Twenty-four years ago, I was born with Myelomengiocele Spina Bifida. According to Wikipedia, my disease is described in this way: "This type of spina bifida often results in the most severe complications. In individuals with myelomeningocele, the unfused portion of the spinal column allows the spinal cord to protrude through an opening. The meningeal membranes that cover the spinal cord form a sac enclosing the spinal elements."
But what did this mean for the real world implications for me, my family, and my life? In short, this meant I wouldn't ever be able to walk, due to the severity of my disability. At the time of my birth, my parent's were told that I would not make it through the night, because there were too many complications that came along with the disability. The next day came, and I was still breathing and fully functioning despite the inability to move my legs.

--------------------------------------------------

**TASK REQUIREMENTS:** Pick up the personal account of being born with spina bifida and keep writing from the point where it stops.

**SUPPLIED ENTRIES:**
--------------------------------------------------

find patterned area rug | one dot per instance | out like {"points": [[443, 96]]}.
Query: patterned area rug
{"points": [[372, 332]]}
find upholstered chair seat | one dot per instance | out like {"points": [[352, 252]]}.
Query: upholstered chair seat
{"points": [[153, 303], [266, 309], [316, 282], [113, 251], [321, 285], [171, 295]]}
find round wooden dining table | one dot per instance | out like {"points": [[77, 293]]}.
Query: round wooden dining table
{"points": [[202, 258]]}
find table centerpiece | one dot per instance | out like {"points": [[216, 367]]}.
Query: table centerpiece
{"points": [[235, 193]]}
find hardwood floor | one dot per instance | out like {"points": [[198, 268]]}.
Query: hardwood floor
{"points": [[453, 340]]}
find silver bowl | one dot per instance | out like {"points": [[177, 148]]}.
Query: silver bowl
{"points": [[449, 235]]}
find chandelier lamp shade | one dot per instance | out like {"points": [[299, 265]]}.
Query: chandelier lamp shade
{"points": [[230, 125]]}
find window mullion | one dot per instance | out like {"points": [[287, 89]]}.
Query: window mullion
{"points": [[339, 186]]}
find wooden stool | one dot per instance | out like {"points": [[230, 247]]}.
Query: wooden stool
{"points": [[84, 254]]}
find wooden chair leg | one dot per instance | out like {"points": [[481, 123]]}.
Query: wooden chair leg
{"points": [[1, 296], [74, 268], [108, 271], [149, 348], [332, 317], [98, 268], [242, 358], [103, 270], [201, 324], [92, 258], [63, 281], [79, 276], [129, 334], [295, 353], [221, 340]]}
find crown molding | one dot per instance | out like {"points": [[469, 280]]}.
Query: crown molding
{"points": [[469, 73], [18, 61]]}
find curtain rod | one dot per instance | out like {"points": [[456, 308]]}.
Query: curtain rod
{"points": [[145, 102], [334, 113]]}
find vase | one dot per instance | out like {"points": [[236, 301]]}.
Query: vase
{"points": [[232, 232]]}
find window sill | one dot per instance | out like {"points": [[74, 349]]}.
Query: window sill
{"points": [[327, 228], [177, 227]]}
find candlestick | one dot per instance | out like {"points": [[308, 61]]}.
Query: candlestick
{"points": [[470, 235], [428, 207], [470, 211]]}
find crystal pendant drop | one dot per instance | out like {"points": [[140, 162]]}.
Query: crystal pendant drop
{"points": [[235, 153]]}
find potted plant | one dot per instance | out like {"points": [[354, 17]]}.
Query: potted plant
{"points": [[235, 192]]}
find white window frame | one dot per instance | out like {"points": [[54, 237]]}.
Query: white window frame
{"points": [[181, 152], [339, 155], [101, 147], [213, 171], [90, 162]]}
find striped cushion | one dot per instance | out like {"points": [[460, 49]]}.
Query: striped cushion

--------------------------------------------------

**WRITTEN ANSWER:**
After I defeated those odds, the doctors again told my parents that I would not make it past the age of thirteen, because of the way my spine was shaped. They said that my lungs would puncture my heart and leave me dead. I am here to tell you that despite what doctors know medically, they do not know you or your child, and what specific individuals are capable of. God makes us the way he does and puts on here for a purpose. I have lived a pretty stressful life, but I would not change it for anything, because this is how God wanted me to be, and if I was not the way I am, I do not think I would be here. I leave you with these little words of wisdom: If God got us to it, he'll get us through it.